Set exercise A | Reproduce the Mount Greylock School article word for word, from "The district hopes" up to and including "the addition/renovation project.".

Document extract |
────

WILLIAMSTOWN, Mass. — The Mount Greylock School Building Committee on Thursday pressed its construction team for an answer to the most pressing project-related question facing the district.
 
"Where are we on the contingency?" committee member Al Terranova asked. "The one that's going to pay for the parking lot."
 
The district hopes to pay for a $700,000 renovation of the middle-high school parking lot from a $2 million "owner's contingency" built into the $64.7 million budget for the addition/renovation project.
 
On Thursday, the building committee approved $117,000 worth of change orders, including about $80,000 for a change to the roof of the renovated gymnasium.
 
Those and previously approved changes bring the contingency line down to about $1.86 million.
 
"There's $250,000 to $300,000 of additional changes out there," predicted owner's project manager Trip Elmore of Dore & Whittier Project Management. "Based on the knowledge I have, I expect that [contingency] number to be $1.5 million."

────

Set exercise B | Locate every line in the entries below that contains the string "roof", and copy each such line. Matching is case-sensitive.

────

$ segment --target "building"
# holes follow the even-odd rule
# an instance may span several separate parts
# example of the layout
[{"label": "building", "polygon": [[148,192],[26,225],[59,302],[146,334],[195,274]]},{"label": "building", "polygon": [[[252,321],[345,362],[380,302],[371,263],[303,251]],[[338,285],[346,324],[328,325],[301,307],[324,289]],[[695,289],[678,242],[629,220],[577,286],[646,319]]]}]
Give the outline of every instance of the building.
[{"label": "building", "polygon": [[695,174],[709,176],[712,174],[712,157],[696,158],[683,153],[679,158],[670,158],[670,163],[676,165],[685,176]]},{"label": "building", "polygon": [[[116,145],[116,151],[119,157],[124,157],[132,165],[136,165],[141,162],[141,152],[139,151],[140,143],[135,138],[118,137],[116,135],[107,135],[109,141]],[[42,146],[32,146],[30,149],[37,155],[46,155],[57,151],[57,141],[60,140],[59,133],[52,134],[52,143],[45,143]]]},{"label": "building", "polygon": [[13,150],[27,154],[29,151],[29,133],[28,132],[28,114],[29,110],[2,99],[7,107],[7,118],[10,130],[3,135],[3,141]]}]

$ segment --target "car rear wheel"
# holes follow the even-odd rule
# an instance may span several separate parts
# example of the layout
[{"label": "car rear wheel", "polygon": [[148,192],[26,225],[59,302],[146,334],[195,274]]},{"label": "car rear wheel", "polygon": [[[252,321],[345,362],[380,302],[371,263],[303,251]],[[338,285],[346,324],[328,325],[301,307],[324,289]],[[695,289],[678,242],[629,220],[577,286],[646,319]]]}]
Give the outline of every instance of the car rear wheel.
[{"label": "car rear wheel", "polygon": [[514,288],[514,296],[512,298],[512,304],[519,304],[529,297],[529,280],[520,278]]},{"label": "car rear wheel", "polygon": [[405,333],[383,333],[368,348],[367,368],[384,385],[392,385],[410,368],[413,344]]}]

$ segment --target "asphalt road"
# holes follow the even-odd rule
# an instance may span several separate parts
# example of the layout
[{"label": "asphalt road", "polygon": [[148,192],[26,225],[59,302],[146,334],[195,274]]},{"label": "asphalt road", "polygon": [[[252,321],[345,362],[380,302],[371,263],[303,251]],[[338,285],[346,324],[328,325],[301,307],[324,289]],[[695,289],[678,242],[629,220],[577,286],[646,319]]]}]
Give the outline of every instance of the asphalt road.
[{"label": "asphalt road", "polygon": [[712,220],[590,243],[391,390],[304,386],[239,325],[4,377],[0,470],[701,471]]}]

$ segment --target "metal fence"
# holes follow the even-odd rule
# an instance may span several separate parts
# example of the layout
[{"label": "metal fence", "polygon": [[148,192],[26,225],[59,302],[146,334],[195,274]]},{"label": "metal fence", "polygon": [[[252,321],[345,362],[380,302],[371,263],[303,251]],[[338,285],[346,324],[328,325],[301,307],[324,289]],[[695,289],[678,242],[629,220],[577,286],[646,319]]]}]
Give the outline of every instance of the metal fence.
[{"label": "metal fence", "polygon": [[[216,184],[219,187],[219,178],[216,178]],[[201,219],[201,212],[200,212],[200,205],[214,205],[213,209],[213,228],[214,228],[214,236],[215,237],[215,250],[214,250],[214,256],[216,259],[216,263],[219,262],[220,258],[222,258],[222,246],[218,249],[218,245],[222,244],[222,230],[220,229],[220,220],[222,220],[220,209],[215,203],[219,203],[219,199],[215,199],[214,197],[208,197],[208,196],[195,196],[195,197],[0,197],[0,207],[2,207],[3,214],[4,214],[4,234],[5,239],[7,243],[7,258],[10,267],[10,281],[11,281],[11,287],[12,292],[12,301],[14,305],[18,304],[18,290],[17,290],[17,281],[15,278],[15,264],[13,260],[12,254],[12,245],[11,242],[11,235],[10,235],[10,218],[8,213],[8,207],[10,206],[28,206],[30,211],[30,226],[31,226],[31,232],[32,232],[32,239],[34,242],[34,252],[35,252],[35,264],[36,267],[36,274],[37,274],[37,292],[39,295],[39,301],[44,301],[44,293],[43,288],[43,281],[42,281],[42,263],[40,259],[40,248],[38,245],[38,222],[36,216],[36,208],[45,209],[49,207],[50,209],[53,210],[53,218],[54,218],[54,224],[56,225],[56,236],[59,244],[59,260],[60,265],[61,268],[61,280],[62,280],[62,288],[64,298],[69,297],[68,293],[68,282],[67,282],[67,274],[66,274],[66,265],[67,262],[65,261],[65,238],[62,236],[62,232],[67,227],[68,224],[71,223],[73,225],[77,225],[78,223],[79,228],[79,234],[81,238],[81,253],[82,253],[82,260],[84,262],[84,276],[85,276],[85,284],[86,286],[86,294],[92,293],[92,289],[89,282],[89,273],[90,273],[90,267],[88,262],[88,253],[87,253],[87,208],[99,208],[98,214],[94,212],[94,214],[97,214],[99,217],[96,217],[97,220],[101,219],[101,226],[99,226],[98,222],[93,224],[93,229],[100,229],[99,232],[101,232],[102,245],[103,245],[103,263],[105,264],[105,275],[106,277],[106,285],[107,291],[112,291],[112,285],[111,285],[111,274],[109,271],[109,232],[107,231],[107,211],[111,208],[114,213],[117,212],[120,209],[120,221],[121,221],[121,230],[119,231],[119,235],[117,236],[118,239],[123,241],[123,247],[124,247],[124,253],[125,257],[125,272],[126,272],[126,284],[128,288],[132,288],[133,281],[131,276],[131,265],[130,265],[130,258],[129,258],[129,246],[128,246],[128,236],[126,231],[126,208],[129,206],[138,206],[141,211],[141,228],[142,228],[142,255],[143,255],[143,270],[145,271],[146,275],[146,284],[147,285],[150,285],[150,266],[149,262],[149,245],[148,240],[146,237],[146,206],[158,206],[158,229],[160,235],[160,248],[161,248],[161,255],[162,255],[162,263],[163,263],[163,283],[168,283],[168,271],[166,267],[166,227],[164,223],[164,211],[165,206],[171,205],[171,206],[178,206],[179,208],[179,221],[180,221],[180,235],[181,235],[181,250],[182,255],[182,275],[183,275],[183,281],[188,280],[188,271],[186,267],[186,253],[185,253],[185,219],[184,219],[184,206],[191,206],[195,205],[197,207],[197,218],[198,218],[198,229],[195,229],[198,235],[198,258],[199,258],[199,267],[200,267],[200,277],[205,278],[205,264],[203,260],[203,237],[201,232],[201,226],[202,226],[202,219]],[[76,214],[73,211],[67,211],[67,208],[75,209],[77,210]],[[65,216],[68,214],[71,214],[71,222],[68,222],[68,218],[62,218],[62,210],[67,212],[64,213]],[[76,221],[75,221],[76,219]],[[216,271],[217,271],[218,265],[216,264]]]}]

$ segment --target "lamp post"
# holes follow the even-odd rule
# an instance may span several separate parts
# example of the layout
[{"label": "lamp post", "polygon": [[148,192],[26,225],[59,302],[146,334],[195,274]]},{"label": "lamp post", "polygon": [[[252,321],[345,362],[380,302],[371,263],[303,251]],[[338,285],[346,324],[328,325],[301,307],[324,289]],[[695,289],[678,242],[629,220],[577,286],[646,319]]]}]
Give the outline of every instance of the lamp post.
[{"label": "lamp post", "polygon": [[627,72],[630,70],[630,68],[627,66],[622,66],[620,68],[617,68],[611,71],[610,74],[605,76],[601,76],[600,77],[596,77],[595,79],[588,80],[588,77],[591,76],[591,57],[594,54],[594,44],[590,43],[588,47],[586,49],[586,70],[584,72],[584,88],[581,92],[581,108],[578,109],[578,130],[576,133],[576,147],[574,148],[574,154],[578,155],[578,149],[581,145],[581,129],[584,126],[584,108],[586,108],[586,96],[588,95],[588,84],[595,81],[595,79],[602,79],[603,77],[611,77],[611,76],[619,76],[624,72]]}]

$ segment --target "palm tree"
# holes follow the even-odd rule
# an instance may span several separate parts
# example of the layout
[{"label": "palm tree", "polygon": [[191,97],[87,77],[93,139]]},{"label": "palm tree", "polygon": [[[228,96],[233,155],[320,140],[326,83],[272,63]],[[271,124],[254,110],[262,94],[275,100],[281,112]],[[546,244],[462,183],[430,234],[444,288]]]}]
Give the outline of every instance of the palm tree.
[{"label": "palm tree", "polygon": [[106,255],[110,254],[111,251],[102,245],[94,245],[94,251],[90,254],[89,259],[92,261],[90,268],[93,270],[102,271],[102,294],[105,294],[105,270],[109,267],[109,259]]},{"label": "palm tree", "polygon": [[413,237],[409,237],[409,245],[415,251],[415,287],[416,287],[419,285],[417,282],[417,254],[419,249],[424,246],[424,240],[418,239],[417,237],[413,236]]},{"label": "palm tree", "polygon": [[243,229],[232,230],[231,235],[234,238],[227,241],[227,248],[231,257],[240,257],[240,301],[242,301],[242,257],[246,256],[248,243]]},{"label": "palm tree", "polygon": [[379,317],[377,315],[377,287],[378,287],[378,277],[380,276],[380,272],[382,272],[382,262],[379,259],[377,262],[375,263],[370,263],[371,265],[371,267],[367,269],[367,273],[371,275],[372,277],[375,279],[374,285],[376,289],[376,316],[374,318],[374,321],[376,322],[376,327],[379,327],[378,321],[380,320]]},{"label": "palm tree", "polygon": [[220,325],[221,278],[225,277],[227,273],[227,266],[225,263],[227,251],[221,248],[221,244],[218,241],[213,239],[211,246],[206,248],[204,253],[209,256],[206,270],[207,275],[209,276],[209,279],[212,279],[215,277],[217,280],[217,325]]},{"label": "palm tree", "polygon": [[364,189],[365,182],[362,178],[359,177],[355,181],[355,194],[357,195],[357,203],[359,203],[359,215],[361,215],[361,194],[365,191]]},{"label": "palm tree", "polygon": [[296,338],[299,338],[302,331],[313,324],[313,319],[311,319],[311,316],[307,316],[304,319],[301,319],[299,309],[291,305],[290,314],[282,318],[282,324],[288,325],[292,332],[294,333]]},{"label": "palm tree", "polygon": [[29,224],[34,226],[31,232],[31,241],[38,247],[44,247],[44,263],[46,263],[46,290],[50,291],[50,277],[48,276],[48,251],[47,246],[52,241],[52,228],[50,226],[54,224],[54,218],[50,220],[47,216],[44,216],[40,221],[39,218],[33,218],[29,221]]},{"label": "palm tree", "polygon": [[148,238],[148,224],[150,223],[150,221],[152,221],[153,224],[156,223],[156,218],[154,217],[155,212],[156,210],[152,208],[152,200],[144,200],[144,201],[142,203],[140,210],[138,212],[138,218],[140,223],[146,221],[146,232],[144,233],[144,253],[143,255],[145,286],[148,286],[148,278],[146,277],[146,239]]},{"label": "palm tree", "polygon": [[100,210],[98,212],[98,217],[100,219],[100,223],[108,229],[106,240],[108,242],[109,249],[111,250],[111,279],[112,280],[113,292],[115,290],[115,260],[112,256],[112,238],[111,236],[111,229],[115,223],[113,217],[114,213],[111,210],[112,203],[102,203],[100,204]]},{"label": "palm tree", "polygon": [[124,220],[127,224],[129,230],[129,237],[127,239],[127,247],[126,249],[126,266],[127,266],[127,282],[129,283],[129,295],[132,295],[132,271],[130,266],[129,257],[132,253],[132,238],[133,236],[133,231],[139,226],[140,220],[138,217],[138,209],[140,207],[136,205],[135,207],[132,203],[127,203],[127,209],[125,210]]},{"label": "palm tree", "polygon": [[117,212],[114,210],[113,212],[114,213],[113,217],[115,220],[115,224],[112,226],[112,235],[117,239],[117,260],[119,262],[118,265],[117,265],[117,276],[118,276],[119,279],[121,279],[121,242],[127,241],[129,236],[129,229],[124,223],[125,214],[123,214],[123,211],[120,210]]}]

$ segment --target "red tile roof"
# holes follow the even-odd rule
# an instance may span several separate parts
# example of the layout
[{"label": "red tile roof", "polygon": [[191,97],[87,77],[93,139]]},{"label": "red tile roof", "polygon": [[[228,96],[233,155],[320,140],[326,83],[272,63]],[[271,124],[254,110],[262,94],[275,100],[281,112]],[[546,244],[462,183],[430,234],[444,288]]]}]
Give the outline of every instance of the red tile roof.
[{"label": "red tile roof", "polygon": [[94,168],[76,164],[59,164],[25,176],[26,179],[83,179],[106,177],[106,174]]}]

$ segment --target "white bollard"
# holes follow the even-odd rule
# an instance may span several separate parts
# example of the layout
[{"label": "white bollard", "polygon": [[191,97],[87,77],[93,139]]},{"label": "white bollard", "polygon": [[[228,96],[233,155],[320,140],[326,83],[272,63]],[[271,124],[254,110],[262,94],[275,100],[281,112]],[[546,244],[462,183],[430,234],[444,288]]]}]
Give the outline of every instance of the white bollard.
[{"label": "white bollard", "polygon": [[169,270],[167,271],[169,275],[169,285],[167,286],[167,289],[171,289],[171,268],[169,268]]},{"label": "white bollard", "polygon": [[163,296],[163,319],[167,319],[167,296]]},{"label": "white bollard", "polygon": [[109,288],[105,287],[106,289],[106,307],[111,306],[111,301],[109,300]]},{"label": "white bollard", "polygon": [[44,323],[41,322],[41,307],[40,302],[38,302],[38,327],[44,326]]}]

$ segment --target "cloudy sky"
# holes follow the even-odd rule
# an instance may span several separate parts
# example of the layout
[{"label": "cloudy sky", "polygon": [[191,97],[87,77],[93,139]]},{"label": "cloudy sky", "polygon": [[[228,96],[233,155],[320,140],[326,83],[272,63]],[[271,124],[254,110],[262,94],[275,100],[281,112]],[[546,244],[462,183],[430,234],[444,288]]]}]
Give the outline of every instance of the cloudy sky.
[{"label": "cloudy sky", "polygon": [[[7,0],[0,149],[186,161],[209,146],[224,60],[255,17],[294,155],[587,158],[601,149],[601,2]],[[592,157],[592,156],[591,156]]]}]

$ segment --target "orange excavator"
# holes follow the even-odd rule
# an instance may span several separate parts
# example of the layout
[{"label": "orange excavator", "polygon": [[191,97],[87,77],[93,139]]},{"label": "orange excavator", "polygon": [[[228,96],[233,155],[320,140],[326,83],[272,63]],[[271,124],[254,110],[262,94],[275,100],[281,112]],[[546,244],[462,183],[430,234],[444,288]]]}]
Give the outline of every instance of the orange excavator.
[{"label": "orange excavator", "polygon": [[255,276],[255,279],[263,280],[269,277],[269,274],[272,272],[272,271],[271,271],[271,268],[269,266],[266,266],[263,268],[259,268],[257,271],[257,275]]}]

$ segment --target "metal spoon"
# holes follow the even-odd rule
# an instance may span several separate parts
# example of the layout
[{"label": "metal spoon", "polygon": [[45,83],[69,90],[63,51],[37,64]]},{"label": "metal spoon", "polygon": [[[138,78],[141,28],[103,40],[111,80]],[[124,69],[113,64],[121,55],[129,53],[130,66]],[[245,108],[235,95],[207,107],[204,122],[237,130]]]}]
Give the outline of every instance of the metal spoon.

────

Exercise response A |
The district hopes to pay for a $700,000 renovation of the middle-high school parking lot from a $2 million "owner's contingency" built into the $64.7 million budget for the addition/renovation project.

Exercise response B |
$ segment --target "red tile roof"
[{"label": "red tile roof", "polygon": [[191,97],[87,77],[93,139]]},{"label": "red tile roof", "polygon": [[[228,96],[233,155],[320,140],[326,83],[272,63]],[[271,124],[254,110],[262,94],[275,100],[281,112]],[[546,244],[462,183],[430,234],[444,288]]]}]
Give the outline of every instance of the red tile roof.
[{"label": "red tile roof", "polygon": [[94,168],[76,164],[59,164],[25,176],[26,179],[83,179],[106,177],[106,174]]}]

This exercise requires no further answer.